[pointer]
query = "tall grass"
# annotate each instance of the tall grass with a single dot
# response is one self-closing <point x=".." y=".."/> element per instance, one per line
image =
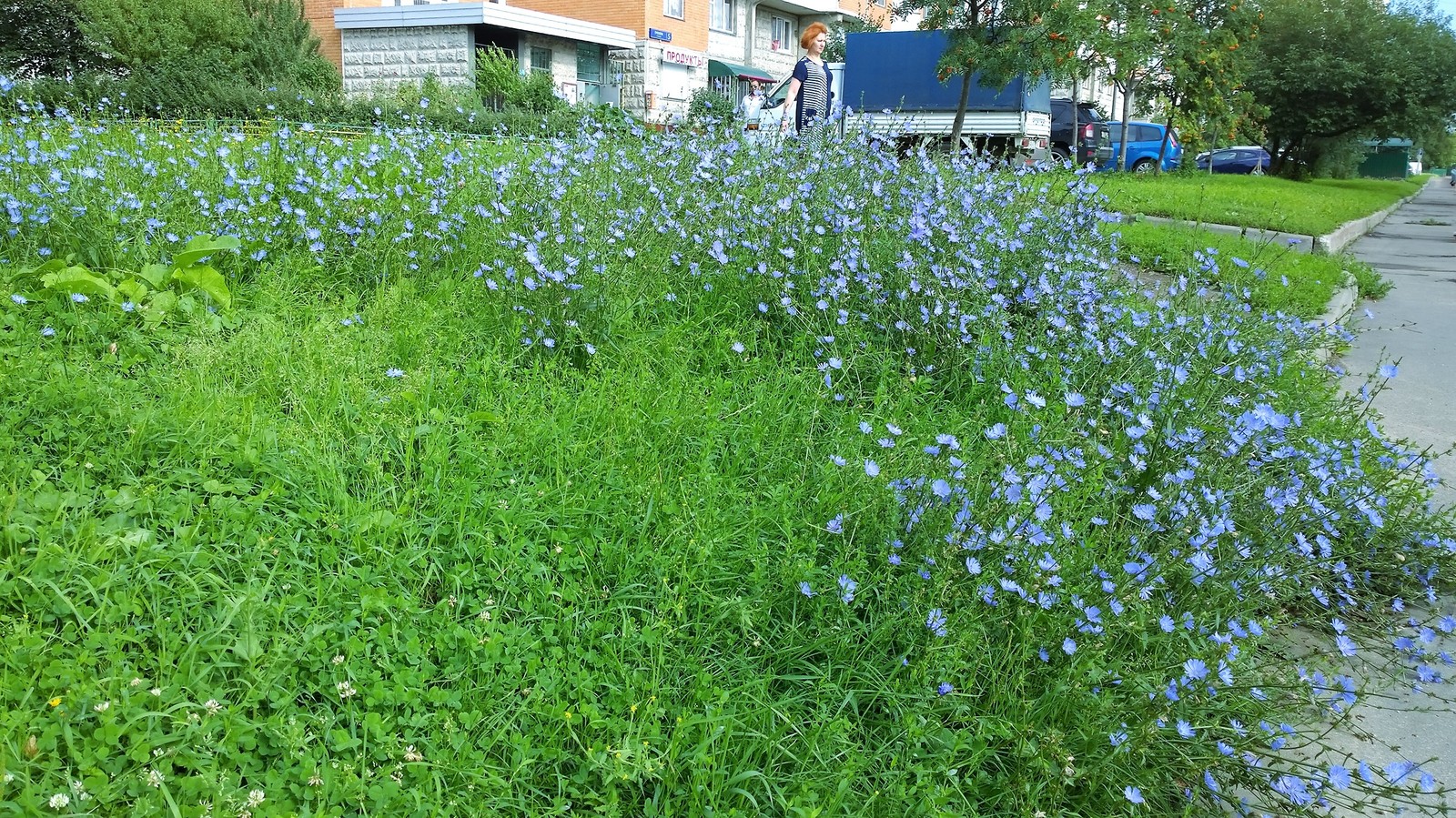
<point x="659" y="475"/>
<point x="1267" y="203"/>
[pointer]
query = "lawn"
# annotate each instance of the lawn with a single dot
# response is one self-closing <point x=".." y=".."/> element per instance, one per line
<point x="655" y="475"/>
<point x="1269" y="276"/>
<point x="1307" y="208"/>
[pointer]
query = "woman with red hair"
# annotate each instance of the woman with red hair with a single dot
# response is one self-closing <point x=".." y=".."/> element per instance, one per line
────────────────────────────────────────
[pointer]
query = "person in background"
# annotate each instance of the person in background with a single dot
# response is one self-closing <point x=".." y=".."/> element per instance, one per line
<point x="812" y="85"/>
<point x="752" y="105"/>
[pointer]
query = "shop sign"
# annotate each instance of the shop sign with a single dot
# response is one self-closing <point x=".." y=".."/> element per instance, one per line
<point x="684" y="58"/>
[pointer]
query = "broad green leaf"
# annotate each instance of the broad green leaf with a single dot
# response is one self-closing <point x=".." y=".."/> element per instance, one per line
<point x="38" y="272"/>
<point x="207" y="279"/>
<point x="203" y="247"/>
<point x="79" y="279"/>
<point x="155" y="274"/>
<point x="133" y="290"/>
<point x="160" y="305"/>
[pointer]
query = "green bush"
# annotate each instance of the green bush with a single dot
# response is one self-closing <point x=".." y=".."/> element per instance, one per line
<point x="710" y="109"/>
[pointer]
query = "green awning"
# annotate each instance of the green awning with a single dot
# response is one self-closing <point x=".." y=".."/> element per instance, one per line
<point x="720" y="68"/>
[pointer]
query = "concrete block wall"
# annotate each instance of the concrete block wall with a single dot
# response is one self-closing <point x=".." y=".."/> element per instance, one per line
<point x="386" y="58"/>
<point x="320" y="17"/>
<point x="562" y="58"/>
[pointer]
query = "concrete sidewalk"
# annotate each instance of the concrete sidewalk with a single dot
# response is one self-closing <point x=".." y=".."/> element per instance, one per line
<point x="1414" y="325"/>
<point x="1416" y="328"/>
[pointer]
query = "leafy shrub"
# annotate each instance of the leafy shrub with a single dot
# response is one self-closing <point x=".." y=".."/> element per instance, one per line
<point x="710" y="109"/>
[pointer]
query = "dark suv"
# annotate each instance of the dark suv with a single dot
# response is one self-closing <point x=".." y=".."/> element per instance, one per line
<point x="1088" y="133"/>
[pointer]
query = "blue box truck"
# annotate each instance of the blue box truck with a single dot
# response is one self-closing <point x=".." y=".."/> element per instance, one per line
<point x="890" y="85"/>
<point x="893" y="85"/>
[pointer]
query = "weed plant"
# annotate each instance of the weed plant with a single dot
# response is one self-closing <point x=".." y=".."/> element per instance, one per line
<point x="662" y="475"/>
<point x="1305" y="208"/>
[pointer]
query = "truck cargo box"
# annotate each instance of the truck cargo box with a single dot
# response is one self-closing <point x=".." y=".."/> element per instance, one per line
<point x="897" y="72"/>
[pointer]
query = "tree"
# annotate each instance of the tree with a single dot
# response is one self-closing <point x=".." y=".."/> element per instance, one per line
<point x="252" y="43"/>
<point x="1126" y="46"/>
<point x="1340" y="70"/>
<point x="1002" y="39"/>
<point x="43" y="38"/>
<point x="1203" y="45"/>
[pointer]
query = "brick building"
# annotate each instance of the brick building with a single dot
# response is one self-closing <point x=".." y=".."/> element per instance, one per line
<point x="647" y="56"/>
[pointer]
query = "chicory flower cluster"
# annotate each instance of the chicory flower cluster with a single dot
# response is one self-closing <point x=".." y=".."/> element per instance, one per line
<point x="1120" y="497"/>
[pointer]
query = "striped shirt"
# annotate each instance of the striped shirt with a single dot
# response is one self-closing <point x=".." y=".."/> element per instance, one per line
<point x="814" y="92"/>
────────────────────────────────────────
Stated goal
List each line from the items above that includes the word "cargo".

Task output
query = "truck cargo box"
# annotate each instance of the truck cargo box with a single dot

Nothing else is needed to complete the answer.